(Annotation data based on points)
━━━━

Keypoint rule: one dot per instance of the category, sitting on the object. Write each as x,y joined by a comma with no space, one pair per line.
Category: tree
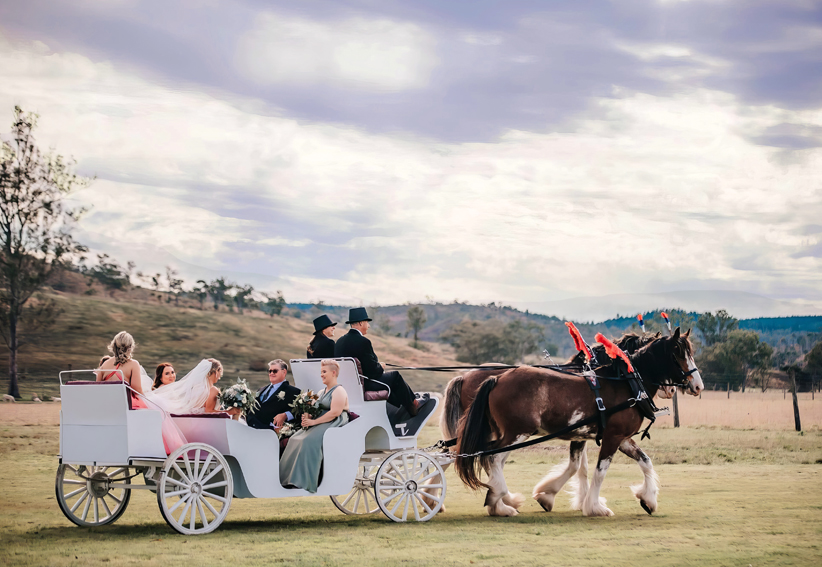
175,285
274,303
715,328
35,232
110,274
241,295
741,354
416,319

━━━━

- [DO THIS]
Could you express every line of these items as a JSON list of strings, one string per line, skipping blank lines and leaving out the pictures?

- [FULL RESPONSE]
[
  "Keypoint rule: one dot per instance of the category, sitting on the object. Write each as x,y joined by a comma with no space, one pair per line.",
  "Category: tree",
  "175,285",
  "274,303",
  "715,328",
  "35,232",
  "110,274",
  "241,295",
  "741,354",
  "416,319"
]